> [DIRECTIONS]:
In the forum thread below about blank pages in Document Understanding input files, which classifier and extractor does the original poster say they use?

> [GIVEN TEXT]:
#####

Document Understanding - Issue with the incoming input files

Hi,

I am processing the input file of same format using Document Understanding.

But, at times getting the inputfile with the blank page in between the pages (of actual format).

Example: actual input file has 4 pages. But at times receiving 5 pages with Blank page 2.

Then, fetching the wrong data.

How can this be fixed.

Thanks.

Hi @krishbcd ,

Could you let us know what are the extractors used ?

Also, Is there a classifier used ?

Intelligent Keyword Classifier and Form Extractor.

In the extraction using input file with 6 pages and providing each page matching info.

But the second file has a blank page at page 2. So, it has total 7 pages, and not extracting data rightly.

But when I change extractor with 7 pages working for 2nd file. then first file with 6 pages not extracting properly.

Is there any way to use anchor based instead page number matching info.

@krishbcd

one way is to preprocess the pdf before sending it for extraction

you can use a for loop and read each page of pdf and check if any page is empty then remove it and then send the non empty pages only to the extraction…so that always extraction will not be effected

to check firt usepdf page count to ge count and then loop through usign Enumerable.Range(1,pdfcount).ToArray

use read pdf with specific page and pass currentitem.ToString as input

Say output is stored in str then use if condition with str.Trim.Equals(String.Empty)

on then side save th page number to a list say list1 of type string list use append item to list and ad currentitem.tostring

after the loop use extract pdf and give the range as String.Join(",",list1)

this will extract the pdf with pages only with data

cheers

#####

> [EXCERPTED RECORDS]:
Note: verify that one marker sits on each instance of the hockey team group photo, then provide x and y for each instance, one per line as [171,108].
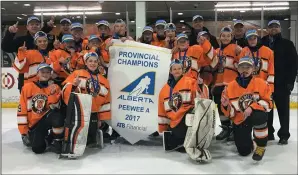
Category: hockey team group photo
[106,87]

#####

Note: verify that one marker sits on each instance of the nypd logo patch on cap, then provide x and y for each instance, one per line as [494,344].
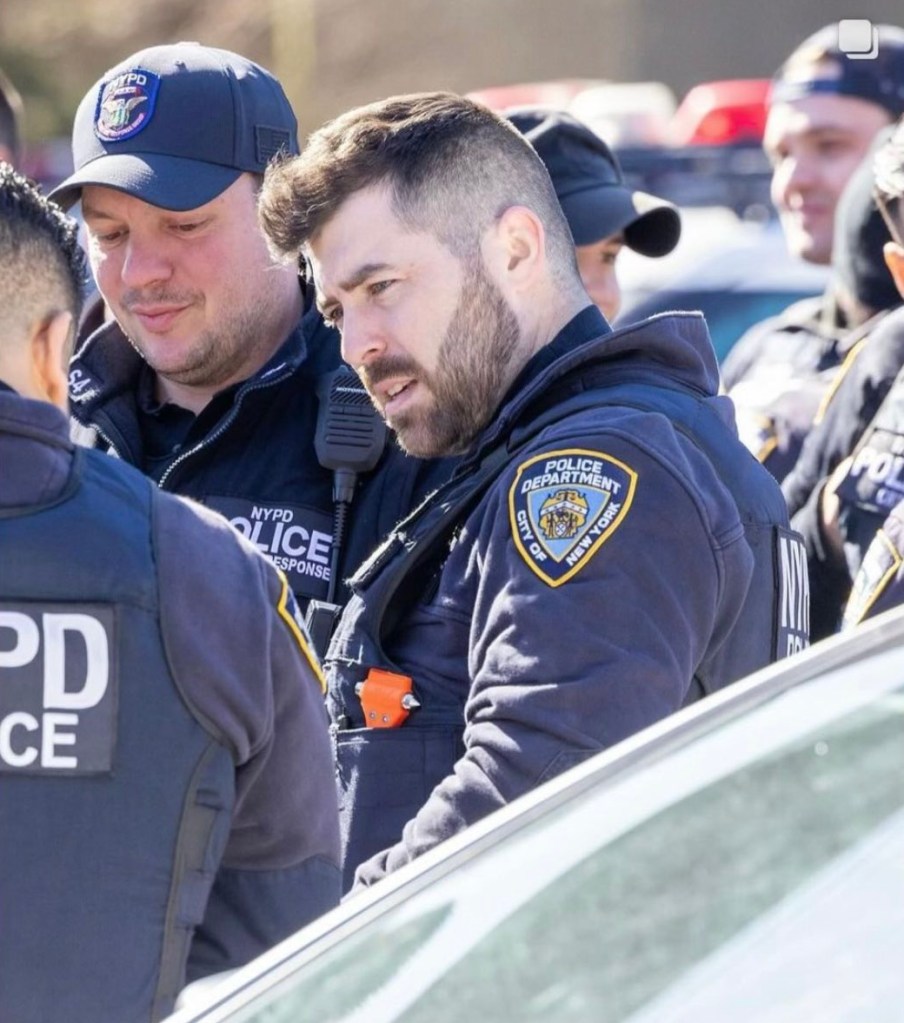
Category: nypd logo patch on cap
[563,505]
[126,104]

#####

> [TASK OUTPUT]:
The Intelligent Keyword Classifier and the Form Extractor.